> **Aim of the exercise**
Rewrite every one of the entries below as a numbered list, dropping any blank lines and leaving the pictures out.
— BEGIN Available data —
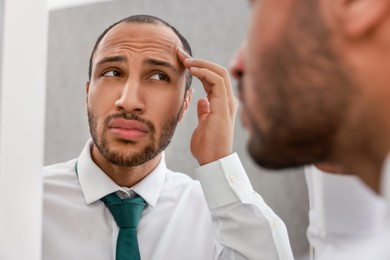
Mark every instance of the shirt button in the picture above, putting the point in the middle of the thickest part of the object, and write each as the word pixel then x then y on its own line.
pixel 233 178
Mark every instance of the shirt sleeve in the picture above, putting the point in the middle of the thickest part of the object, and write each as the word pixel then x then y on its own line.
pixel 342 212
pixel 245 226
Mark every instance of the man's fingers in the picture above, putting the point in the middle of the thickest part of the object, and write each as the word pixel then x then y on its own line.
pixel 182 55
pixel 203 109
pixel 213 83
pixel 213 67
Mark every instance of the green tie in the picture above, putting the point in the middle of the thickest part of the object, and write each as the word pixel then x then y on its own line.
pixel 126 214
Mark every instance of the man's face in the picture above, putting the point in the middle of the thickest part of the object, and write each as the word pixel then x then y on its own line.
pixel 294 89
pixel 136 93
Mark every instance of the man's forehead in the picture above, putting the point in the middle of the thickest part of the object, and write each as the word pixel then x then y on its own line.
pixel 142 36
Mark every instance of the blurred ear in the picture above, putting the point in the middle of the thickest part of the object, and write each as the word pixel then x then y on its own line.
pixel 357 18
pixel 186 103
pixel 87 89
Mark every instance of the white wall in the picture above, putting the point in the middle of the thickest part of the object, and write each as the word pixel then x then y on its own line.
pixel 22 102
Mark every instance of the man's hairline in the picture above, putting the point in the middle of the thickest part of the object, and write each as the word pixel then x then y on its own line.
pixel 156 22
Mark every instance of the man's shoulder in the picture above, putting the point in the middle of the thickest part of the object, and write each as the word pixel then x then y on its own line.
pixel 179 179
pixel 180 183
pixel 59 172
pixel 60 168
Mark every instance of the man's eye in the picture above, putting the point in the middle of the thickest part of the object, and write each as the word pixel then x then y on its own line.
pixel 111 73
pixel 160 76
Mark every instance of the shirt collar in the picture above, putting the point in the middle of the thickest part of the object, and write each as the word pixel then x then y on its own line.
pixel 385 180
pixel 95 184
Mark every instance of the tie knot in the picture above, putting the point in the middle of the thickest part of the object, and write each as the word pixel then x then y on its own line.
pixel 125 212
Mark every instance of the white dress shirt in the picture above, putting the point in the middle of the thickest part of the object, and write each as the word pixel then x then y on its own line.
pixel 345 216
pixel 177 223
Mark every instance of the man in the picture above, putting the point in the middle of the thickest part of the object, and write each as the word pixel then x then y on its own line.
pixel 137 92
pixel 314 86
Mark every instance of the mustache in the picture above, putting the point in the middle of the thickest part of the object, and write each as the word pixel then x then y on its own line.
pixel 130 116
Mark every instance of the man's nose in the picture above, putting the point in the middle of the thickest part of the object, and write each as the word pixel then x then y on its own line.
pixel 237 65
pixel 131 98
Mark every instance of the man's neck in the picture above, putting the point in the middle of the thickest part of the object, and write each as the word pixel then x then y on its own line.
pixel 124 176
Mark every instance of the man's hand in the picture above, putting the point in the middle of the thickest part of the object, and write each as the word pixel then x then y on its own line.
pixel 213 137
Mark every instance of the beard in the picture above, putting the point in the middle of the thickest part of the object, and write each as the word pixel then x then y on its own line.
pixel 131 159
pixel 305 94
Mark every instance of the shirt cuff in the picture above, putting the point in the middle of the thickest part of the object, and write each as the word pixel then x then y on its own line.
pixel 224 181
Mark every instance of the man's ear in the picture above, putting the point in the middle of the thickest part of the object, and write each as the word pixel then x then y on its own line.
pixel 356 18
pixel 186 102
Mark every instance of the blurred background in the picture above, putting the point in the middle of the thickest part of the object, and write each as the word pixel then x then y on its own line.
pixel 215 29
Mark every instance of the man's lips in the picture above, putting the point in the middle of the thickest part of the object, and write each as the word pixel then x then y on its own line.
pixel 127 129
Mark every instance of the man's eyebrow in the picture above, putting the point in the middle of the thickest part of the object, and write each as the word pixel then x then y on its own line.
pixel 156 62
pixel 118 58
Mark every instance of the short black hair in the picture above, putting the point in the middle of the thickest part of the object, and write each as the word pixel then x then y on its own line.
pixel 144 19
— END Available data —
> **Result of the exercise**
1. Mark every instance of the shirt button in the picture above, putting the point in the middle of the thickest part of the object, and write each as the word pixel then x then y on its own line.
2. pixel 233 178
3. Mark every instance of the shirt sleeve in the picture above, putting the point in the middle of the thickest part of the object, and write each as the word pixel then x then y on its own line.
4. pixel 342 212
5. pixel 245 226
6. Mark every instance of the man's fingers in the picture above, putting the point in the middle of the thickest part of the object, and write each as the word pixel then x then y on its own line.
7. pixel 182 55
8. pixel 203 109
9. pixel 213 83
10. pixel 213 67
11. Mark every instance of the green tie in the picture above, putting the point in the middle of the thickest part of the object, and write each as the word pixel then x then y on its own line.
12. pixel 126 214
13. Mark every instance of the man's face in the picture above, putting the point in the middle of the thickest part of the object, and write each as the word pixel then x then y on its own line.
14. pixel 294 89
15. pixel 136 93
16. Mark every instance of the man's forehead in the picture above, putting the point in the middle of the thickest part of the object, and write each as the word pixel then x then y on its own line.
17. pixel 142 36
18. Mark every instance of the blurred ear in the picture above, putting the point in the middle of the thickest part of the object, and write each as the word pixel then x then y on its own line.
19. pixel 357 18
20. pixel 186 103
21. pixel 87 89
22. Mark every instance of the white wall in the picture above, putting the point in the middle of the thickest part of the object, and write each as the word pixel then x then y on its own line.
23. pixel 22 102
24. Mark every instance of the man's hairline in the picture above, putting the point in the middle of the thickest part of the object, and write each as the word pixel then x then y on its own line.
25. pixel 156 22
26. Mark every instance of the man's shoulder in the picture above, putting the point in the middle of the thickest part of the object, and write each as the word pixel then x then y on its own line.
27. pixel 179 179
28. pixel 180 183
29. pixel 59 172
30. pixel 60 168
31. Mark every instance of the man's eye in the picture above, putting the point in the middle of the thickest part of the object, and write each as the word pixel then x then y on its own line.
32. pixel 111 73
33. pixel 160 76
34. Mark every instance of the shirt collar in the picture above, putting the point in the middle of the thickest part of the object, and write each as the word pixel then x then y on its own line.
35. pixel 385 180
36. pixel 95 184
37. Mark every instance of the tie knot in the picture above, putting the point in the middle of the thickest part of the object, and write each as the word pixel then x then y on its own line.
38. pixel 125 212
39. Mark every instance of the white dress shirt in the picture above, putting the point in the middle of the thickest part of the object, and write each as the word pixel then x then y on its own line.
40. pixel 345 216
41. pixel 177 223
42. Mark every instance of the man in the picture above, putting the point in the middle of the thickest part of the object, and write each as the word pixel then x then y on its own line.
43. pixel 137 92
44. pixel 314 86
45. Mark every instance of the mustache in the picture above, putting the point in the middle of the thickest part of the object, and write each as the word pixel then x then y on its own line.
46. pixel 130 116
47. Mark every instance of the man's nose in the picture above, putting the point in the middle of the thickest part of the object, and write each as the word pixel then x then y on its own line.
48. pixel 237 65
49. pixel 131 98
50. Mark every instance of the man's neck in the picture above, putting the point in the middle of the thickest part of the object, and write each as the word pixel then x then y on its own line.
51. pixel 124 176
52. Mark every instance of the man's hand in the picture above, putting the point in the middle of the thickest part of the object, and write each as the word pixel then x then y on its own line.
53. pixel 213 137
54. Mark every instance of the beard in the picture above, putting the point in the middle of the thickest part of the object, and write each as the word pixel then x then y on its own line.
55. pixel 131 159
56. pixel 305 94
57. Mark every instance of the shirt cuff in the picture above, putting the point in the middle of the thickest part of the object, and write each as the word pixel then x then y on its own line.
58. pixel 224 181
59. Mark every instance of the man's ear in the picture above, putting the point in the middle of the thickest part of the object, and write each as the word pixel then x then y on its own line.
60. pixel 356 18
61. pixel 186 102
62. Mark every instance of the blurred background in the picture above, putting the point in the middle of the thickest part of the object, and write each as the word pixel then x then y on its own line.
63. pixel 215 29
64. Mark every instance of the man's lips in the picture above, putting the point in the middle of the thickest part of the object, and write each as the word pixel then x then y on its own line.
65. pixel 127 129
66. Mark every instance of the man's eyebrow in the picture above, putting the point in the middle of the thickest part of the object, and write each as the word pixel then x then y on its own line.
67. pixel 156 62
68. pixel 118 58
69. Mark every instance of the short black hair in the picture above, putting the point in the middle of the thickest part of the object, and write each as the word pixel then x then y on its own line.
70. pixel 144 19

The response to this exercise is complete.